Copy word for word the passage in the post on Ramadan apps that runs from "Monday, August 16, 2010" up to and including "and Muslim modernists.".

# START OF READING PASSAGE

Monday, August 16, 2010

Ramadan Apps, High-Tech Islam


This is a weekly post by Nidhal Guessoum (see his earlier posts here). Nidhal is an astrophysicist and Professor of Physics at American University of Sharjah.
I am highly interested in the interplay between Religions (beliefs and behaviors) and Technology (old and new). A few months ago I had a piece titled “Islam and Technology (ringtones and Facebook)” in which I discussed some new situations where mobile phone and internet technology were affecting Muslims’ lives, willingly or unwillingly. And two weeks ago I had piece I titled “Ramadan by CCD”, where I explained how the determination of the start of the holy month has been seriously affected by modern astronomy, its science and technologies (telescopes and CCD imaging techniques), which has created a stronger tug-of-war between the traditional ulemas and Muslim modernists.
With the emergence of instant-communication and personalized mobile technologies (Twitter, Facebook, iPhone apps, etc.), Islamic life has, this year more than ever, been given new transformative tools, for better or for worse…
Let’s begin with Twitter, which I have yet to digest as a concept, let alone use in my life. It has inspired someone with the idea of sending a chosen verse from the Qur’an each day to his/her network of friends. (This is not totally novel; the idea has been done for the Bible and the Torah, and even for Joyce’s ‘Ulysses’). On Facebook, some Muslims have been sending around everything from religious information and advice of all kind (“eat in moderation”, “spend less time watching youtube”) to recipes…
But the most striking and novel technological interfacing with Ramadan and Islam this year especially has been the suite of apps (applications) that have been developed for mobile phone, particularly for Apple’s iPhone but also for other brands and models (Nokia, etc.). Programs like iPray, iQuran, and ‘Find Mecca’ have been very popular: the first one produces calls for the five daily prayers for any location on earth; the second allows the user to read or listen to the Qur’an and even keep track of how many pages one has read or listened to and which specific parts have been studied; the third one is an electronic compass-like indicator that finds the direction of Mecca for prayer from anywhere.

# END OF READING PASSAGE
# START OF STORED RECORDS

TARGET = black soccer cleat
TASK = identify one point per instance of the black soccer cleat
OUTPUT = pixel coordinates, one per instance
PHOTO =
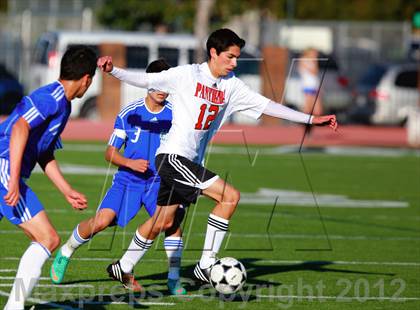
(202, 274)
(126, 279)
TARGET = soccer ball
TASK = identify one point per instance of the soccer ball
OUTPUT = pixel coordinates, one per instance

# END OF STORED RECORDS

> **WORKED SOLUTION**:
Monday, August 16, 2010

Ramadan Apps, High-Tech Islam


This is a weekly post by Nidhal Guessoum (see his earlier posts here). Nidhal is an astrophysicist and Professor of Physics at American University of Sharjah.
I am highly interested in the interplay between Religions (beliefs and behaviors) and Technology (old and new). A few months ago I had a piece titled “Islam and Technology (ringtones and Facebook)” in which I discussed some new situations where mobile phone and internet technology were affecting Muslims’ lives, willingly or unwillingly. And two weeks ago I had piece I titled “Ramadan by CCD”, where I explained how the determination of the start of the holy month has been seriously affected by modern astronomy, its science and technologies (telescopes and CCD imaging techniques), which has created a stronger tug-of-war between the traditional ulemas and Muslim modernists.